### SHORT EXERCISE 1:
Answer from the book review below.
(a) What are Peter Conradi's former and current positions at the Sunday Times?
(b) In what month and year did the book go to press?
(c) What span of years does the book examine in post-Communist Russia's relationship with the West?
### SHORT EXERCISE 2:
Carry on the review of the book on Russia and the West from the point where it ends.

### PASSAGE GIVEN:
Peter Conradi, Who Lost Russia?
How the World Entered a New Cold War
In Who Lost Russia? How the World Entered a New Cold War, Peter Conradi, formerly Moscow-based correspondent for Britain’s Sunday Times and presently its foreign editor, looks at Russian history over the past quarter of a century, since the collapse of the Soviet Union in 1991, “through the prism of [Russia’s] relations with the West” (p.x). Given his somewhat overly dramatic title, there is an odd suspense to this otherwise straightforward, solidly written work, as the reader asks along the way, “Well, who really did ‘lose’ Russia?” Conradi’s narrative invites readers to proffer their own nominees for the person or entity that “lost” Russia. Only in the final pages does he inform us of his nominee – and no way will I reveal his selection here. But the real question is not who “lost” Russia — that’s fine for a catchy title, evoking the Cold War, McCarthyism, and the question of the 1950s, who lost China.
Rather, the questions at the heart of Conradi’s methodical study are why the once promising relationship between Russia and the West evolved into one best described today as adversarial; and, relatedly, why Russia did not follow the path toward Western-style liberal democracy after what looked like an earnest start in the 1990s. There are no simple or single answers to these questions but, by looking at post-Communist Russia’s relationship with the West during the years 1991-2016, Conradi manages to tease out a host of partial answers. His book went to press in January 2017, during the earliest days of the Trump administration. He alludes in an afterthought to the possibility of links between the 2016 Trump presidential campaign and the Russian state. With much on this subject having come to light since the book first appeared, Conradi’s observations are not a reason to read his book. But the book does provide much needed context to help understand why Russia’s relationship with the West deteriorated to the point where no one should be surprised that Russia deliberately sought to undermine the 2016 U.S. presidential elections.

### RAW DATA:

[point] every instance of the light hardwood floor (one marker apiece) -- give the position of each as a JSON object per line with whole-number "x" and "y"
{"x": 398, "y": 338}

### EXERCISE RESULT 1:
(a) He was formerly its Moscow-based correspondent and is presently its foreign editor.
(b) January 2017.
(c) 1991-2016.

### EXERCISE RESULT 2:
Conradi dedicates a substantial portion of his work to the personal interactions between the leaders of the United States and Russia over the 25-year period: George H.W. Bush and Bill Clinton with Boris Yeltsin; George W. Bush and Vladimir Putin; Barack Obama and first Dimitri Medvedev, then Obama and Putin. He further includes speculation toward the end about how the relationship between Trump and Putin might unfold. Numerous substantive issues bedeviled the leaders of the two countries between 1991 and 2016, but foremost among them were the intertwined questions of eastward expansion of NATO and Russia’s relationship with Ukraine.
Throughout the quarter century, Russia and the West maintained entirely different perspectives on NATO’s embrace of the former Warsaw Pact countries once under Soviet control, and its potential embrace of several former Soviet Republics, most notably Ukraine. While the West regarded NATO expansion as a benign extension of universal democratic values to newly independent states, Russia construed expansion as a direct threat to its territorial integrity and geopolitical interests. And although the Soviet Union dissolved peaceably, Ukraine’s independence proved particularly vexing for Russia from the earliest post-Soviet days.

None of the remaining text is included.